§ **Required work**
Present all of the data below as a numbered list, leaving out any blank lines.

§ **Data excerpts**
● ● ● ● ●
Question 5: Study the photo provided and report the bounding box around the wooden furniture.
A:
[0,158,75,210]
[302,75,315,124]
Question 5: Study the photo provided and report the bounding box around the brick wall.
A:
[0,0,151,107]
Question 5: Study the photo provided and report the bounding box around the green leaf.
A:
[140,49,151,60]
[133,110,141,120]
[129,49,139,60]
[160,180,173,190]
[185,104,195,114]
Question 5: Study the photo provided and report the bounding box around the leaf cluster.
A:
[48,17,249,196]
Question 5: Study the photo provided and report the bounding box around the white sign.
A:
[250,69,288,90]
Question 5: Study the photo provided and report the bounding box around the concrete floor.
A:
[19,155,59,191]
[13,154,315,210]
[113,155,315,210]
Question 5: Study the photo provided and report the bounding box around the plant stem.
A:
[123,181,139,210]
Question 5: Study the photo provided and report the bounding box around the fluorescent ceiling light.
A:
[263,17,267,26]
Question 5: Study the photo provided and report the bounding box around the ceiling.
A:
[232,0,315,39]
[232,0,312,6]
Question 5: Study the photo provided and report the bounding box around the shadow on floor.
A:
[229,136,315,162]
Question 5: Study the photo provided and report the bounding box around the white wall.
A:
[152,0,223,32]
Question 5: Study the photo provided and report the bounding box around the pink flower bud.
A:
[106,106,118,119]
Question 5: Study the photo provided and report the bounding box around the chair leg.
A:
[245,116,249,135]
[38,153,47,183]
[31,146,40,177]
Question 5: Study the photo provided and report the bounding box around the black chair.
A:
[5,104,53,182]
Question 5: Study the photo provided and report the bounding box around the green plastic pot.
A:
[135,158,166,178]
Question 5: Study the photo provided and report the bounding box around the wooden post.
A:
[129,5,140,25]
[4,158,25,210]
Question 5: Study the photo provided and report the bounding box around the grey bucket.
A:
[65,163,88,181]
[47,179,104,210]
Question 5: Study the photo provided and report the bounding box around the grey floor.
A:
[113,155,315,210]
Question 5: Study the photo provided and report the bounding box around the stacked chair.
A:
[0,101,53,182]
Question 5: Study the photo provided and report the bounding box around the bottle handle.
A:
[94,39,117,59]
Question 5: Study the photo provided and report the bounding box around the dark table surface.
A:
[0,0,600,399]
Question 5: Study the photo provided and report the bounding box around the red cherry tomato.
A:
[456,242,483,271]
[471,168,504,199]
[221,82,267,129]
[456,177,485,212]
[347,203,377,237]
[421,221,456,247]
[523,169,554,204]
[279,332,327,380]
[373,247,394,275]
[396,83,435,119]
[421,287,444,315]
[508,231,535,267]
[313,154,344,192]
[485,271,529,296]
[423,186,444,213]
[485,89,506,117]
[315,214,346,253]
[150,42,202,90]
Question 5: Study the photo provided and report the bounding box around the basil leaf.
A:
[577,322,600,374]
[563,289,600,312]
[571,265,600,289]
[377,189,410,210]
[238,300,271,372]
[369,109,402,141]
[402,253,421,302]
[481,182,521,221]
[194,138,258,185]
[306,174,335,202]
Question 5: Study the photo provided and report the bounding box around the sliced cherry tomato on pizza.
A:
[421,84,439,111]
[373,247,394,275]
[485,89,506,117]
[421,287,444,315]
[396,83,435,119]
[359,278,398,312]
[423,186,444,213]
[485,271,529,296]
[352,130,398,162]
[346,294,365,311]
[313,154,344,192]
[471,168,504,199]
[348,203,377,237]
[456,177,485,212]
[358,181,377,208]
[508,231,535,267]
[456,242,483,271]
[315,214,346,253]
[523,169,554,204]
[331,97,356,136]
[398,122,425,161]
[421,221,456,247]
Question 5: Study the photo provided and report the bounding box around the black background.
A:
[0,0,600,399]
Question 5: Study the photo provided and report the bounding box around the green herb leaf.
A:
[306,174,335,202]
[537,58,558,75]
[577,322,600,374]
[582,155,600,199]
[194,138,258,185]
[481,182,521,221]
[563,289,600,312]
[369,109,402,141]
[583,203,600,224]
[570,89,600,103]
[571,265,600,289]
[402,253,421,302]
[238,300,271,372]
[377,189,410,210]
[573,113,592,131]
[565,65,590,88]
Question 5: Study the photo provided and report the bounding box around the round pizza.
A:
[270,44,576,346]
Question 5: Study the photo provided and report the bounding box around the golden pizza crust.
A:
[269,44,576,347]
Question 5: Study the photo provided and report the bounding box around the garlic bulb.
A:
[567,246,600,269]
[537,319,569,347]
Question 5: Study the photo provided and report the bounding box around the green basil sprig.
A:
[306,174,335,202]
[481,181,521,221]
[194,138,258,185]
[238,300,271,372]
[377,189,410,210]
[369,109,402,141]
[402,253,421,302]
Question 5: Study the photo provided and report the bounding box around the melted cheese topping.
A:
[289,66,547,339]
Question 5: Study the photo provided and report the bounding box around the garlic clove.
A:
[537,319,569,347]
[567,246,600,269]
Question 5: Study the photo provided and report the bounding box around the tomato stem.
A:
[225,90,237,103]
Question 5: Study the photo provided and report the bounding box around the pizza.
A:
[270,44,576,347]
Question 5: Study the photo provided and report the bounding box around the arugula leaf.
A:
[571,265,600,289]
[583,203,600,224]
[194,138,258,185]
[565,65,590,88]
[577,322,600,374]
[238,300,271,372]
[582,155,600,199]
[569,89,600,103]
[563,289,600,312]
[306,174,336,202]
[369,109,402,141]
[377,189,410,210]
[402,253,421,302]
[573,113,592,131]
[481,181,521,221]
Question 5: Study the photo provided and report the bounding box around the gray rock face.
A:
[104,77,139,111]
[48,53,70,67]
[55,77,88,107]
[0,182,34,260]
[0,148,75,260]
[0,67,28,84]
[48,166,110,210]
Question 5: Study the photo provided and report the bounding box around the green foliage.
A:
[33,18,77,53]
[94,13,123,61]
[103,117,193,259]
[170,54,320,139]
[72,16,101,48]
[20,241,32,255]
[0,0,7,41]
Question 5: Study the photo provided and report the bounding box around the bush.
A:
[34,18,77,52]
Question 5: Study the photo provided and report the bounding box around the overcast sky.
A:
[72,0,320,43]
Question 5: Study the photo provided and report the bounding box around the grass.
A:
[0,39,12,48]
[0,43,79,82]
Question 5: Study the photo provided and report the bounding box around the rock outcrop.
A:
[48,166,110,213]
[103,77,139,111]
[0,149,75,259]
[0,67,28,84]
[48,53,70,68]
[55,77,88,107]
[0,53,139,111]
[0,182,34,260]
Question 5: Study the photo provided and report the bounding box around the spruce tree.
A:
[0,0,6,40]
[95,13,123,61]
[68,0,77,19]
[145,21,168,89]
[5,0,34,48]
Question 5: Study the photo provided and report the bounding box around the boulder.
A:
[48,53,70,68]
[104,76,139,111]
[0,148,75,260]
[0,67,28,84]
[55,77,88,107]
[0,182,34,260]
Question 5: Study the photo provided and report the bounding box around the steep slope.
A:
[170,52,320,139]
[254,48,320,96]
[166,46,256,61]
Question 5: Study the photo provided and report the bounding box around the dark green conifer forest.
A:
● ● ● ● ●
§ **Response to the exercise**
1. Question 5: Study the photo provided and report the bounding box around the wooden furniture.
2. A:
3. [0,158,75,210]
4. [302,75,315,124]
5. Question 5: Study the photo provided and report the bounding box around the brick wall.
6. A:
7. [0,0,151,107]
8. Question 5: Study the photo provided and report the bounding box around the green leaf.
9. A:
10. [140,49,151,60]
11. [133,110,141,120]
12. [129,49,139,60]
13. [160,180,173,190]
14. [185,104,195,114]
15. Question 5: Study the photo provided and report the bounding box around the leaf cluster.
16. A:
17. [48,17,249,196]
18. Question 5: Study the photo provided and report the bounding box around the white sign.
19. A:
20. [250,69,288,90]
21. Question 5: Study the photo provided and report the bounding box around the concrete floor.
22. A:
23. [19,155,59,191]
24. [13,154,315,210]
25. [113,155,315,210]
26. Question 5: Study the photo provided and report the bounding box around the plant stem.
27. A:
28. [123,181,139,210]
29. Question 5: Study the photo provided and report the bounding box around the fluorescent ceiling light.
30. A:
31. [263,17,267,26]
32. Question 5: Study the photo provided and report the bounding box around the ceiling.
33. A:
34. [232,0,315,39]
35. [232,0,312,6]
36. Question 5: Study the photo provided and report the bounding box around the shadow on floor.
37. A:
38. [229,136,315,162]
39. Question 5: Study the photo provided and report the bounding box around the white wall.
40. A:
41. [152,0,223,32]
42. Question 5: Study the photo provided and report the bounding box around the pink flower bud.
43. A:
44. [106,106,118,119]
45. Question 5: Study the photo provided and report the bounding box around the chair leg.
46. A:
47. [245,116,249,135]
48. [38,153,47,183]
49. [31,146,40,177]
50. Question 5: Study the photo provided and report the bounding box around the black chair.
51. A:
52. [5,104,53,182]
53. Question 5: Study the photo provided and report the bounding box around the green plastic pot.
54. A:
55. [135,158,166,178]
56. Question 5: Study the photo provided and report the bounding box around the wooden post.
57. A:
58. [129,5,140,25]
59. [4,158,25,210]
60. Question 5: Study the photo provided and report the bounding box around the grey bucket.
61. A:
62. [65,163,88,181]
63. [47,179,104,210]
64. Question 5: Study the photo provided and report the bounding box around the grey floor.
65. A:
66. [113,155,315,210]
67. Question 5: Study the photo provided and report the bounding box around the stacked chair.
68. A:
69. [0,101,53,182]
70. Question 5: Study the photo provided and report the bounding box around the bottle handle.
71. A:
72. [94,39,117,59]
73. Question 5: Study the photo provided and report the bounding box around the dark table surface.
74. A:
75. [0,0,600,399]
76. Question 5: Study the photo provided and report the bounding box around the red cherry tomato.
77. A:
78. [456,242,483,271]
79. [471,168,504,199]
80. [221,82,267,129]
81. [456,177,485,212]
82. [347,203,377,237]
83. [421,221,456,247]
84. [523,169,554,204]
85. [279,332,327,380]
86. [373,247,394,275]
87. [396,83,435,119]
88. [421,287,444,315]
89. [508,231,535,267]
90. [313,154,344,192]
91. [485,271,529,296]
92. [423,186,444,213]
93. [485,89,506,117]
94. [315,214,346,253]
95. [150,42,202,90]
96. Question 5: Study the photo provided and report the bounding box around the basil leaf.
97. A:
98. [577,322,600,374]
99. [563,289,600,312]
100. [571,265,600,289]
101. [377,189,410,210]
102. [238,300,271,372]
103. [369,109,402,141]
104. [402,253,421,302]
105. [481,182,521,221]
106. [194,138,258,185]
107. [306,174,335,202]
108. Question 5: Study the photo provided and report the bounding box around the sliced cherry tomato on pizza.
109. A:
110. [421,84,439,111]
111. [373,247,394,275]
112. [485,89,506,117]
113. [421,287,444,315]
114. [396,83,435,119]
115. [359,278,398,312]
116. [423,186,444,213]
117. [485,271,529,296]
118. [352,130,398,162]
119. [346,294,365,311]
120. [313,154,344,192]
121. [471,168,504,199]
122. [348,203,377,237]
123. [456,177,485,212]
124. [358,181,377,208]
125. [508,231,535,267]
126. [456,242,483,271]
127. [315,214,346,253]
128. [523,169,554,204]
129. [331,97,356,136]
130. [398,122,425,161]
131. [421,221,456,247]
132. Question 5: Study the photo provided and report the bounding box around the black background.
133. A:
134. [0,0,600,399]
135. Question 5: Study the photo provided and report the bounding box around the green herb leaf.
136. A:
137. [306,174,335,202]
138. [537,58,558,75]
139. [577,322,600,374]
140. [582,155,600,199]
141. [194,138,258,185]
142. [481,182,521,221]
143. [563,289,600,312]
144. [369,109,402,141]
145. [583,203,600,224]
146. [570,89,600,103]
147. [571,265,600,289]
148. [402,253,421,302]
149. [238,300,271,372]
150. [377,189,410,210]
151. [573,113,592,131]
152. [565,65,590,88]
153. Question 5: Study the photo provided and report the bounding box around the round pizza.
154. A:
155. [270,44,576,346]
156. Question 5: Study the photo provided and report the bounding box around the golden pizza crust.
157. A:
158. [269,44,576,347]
159. Question 5: Study the photo provided and report the bounding box around the garlic bulb.
160. A:
161. [567,246,600,269]
162. [537,319,569,347]
163. Question 5: Study the photo provided and report the bounding box around the green basil sprig.
164. A:
165. [306,174,335,202]
166. [481,181,521,221]
167. [194,138,258,185]
168. [238,300,271,372]
169. [377,189,410,210]
170. [369,109,402,141]
171. [402,253,421,302]
172. Question 5: Study the photo provided and report the bounding box around the melted cheese topping.
173. A:
174. [289,66,547,339]
175. Question 5: Study the photo provided and report the bounding box around the garlic clove.
176. A:
177. [537,319,569,347]
178. [567,246,600,269]
179. Question 5: Study the photo provided and report the bounding box around the tomato stem.
180. A:
181. [225,90,237,103]
182. Question 5: Study the photo provided and report the bounding box around the pizza.
183. A:
184. [270,44,576,347]
185. Question 5: Study the photo provided and report the bounding box around the arugula leaf.
186. A:
187. [571,265,600,289]
188. [583,203,600,224]
189. [194,138,258,185]
190. [565,65,590,88]
191. [577,322,600,374]
192. [238,300,271,372]
193. [582,155,600,199]
194. [569,89,600,103]
195. [563,289,600,312]
196. [306,174,336,202]
197. [369,109,402,141]
198. [377,189,410,210]
199. [402,253,421,302]
200. [573,113,592,131]
201. [481,181,521,221]
202. Question 5: Study the photo provided and report the bounding box around the gray rock face.
203. A:
204. [104,77,139,111]
205. [48,53,70,67]
206. [55,77,88,107]
207. [0,182,34,260]
208. [0,148,75,260]
209. [0,67,28,84]
210. [48,166,110,210]
211. Question 5: Study the photo provided and report the bounding box around the green foliage.
212. A:
213. [33,18,77,53]
214. [94,13,123,61]
215. [103,117,193,259]
216. [170,54,320,139]
217. [72,16,101,48]
218. [20,241,32,255]
219. [0,0,7,41]
220. Question 5: Study the photo provided and report the bounding box around the bush.
221. A:
222. [34,18,77,52]
223. Question 5: Study the photo provided and report the bounding box around the overcast sky.
224. A:
225. [72,0,320,43]
226. Question 5: Study the photo provided and report the bounding box around the grass.
227. A:
228. [0,39,12,48]
229. [0,43,79,82]
230. Question 5: Study the photo provided and report the bounding box around the rock outcrop.
231. A:
232. [48,166,110,213]
233. [103,77,139,111]
234. [0,149,75,259]
235. [0,67,28,84]
236. [48,53,70,68]
237. [55,77,88,107]
238. [0,53,139,111]
239. [0,182,34,260]
240. Question 5: Study the photo provided and report the bounding box around the spruce tree.
241. A:
242. [0,0,6,40]
243. [95,13,123,61]
244. [68,0,77,19]
245. [145,21,168,89]
246. [5,0,34,48]
247. Question 5: Study the photo provided and report the bounding box around the boulder.
248. A:
249. [48,53,70,68]
250. [104,76,139,111]
251. [0,148,75,260]
252. [0,67,28,84]
253. [55,77,88,107]
254. [0,182,34,260]
255. Question 5: Study the photo provided and report the bounding box around the steep slope.
256. A:
257. [170,52,320,139]
258. [254,48,320,96]
259. [166,46,256,61]
260. Question 5: Study the photo provided and report the bounding box around the dark green conifer forest.
261. A:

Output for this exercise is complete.